What you are asked to do
Take the part of the items that opens with the line containing "like x=323, y=94." and closes with the line containing "x=347, y=230". Write out every line of it again, adding -17 to each x and y coordinate in the answers and keeping all other text unchanged.

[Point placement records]
********************
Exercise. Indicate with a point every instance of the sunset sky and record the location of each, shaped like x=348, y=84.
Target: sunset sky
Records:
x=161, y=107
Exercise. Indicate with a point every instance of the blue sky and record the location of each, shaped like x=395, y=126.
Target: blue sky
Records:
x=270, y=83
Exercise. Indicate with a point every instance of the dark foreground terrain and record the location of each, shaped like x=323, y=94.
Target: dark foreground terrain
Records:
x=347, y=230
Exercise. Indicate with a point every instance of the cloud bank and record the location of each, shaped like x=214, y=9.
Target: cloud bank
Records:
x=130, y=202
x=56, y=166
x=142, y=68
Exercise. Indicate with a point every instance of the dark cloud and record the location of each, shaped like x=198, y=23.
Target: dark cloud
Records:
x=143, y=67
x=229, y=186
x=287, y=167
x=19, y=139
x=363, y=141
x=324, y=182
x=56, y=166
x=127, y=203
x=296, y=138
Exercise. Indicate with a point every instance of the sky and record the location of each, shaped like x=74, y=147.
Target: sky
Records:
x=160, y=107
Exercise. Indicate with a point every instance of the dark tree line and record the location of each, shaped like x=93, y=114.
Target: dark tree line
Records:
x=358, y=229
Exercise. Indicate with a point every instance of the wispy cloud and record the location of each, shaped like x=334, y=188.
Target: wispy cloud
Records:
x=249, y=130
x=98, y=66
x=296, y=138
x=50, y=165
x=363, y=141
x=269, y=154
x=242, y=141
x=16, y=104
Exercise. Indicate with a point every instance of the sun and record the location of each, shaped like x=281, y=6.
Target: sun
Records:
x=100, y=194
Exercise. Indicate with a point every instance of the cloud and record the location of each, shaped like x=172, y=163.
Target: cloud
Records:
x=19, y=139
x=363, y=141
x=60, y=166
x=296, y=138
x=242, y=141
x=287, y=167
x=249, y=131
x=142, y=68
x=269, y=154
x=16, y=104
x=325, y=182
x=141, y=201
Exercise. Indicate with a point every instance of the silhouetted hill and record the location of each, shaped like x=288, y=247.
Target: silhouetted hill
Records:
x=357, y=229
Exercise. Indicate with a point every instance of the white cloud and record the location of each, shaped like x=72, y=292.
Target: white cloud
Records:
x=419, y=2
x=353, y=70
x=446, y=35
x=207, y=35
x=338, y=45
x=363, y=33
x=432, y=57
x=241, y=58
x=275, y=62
********************
Reply
Exercise. Indicate with a point every instance of the dark foreground terrain and record the location of each, shaped like x=323, y=94.
Target: dark foreground terrain
Records:
x=330, y=213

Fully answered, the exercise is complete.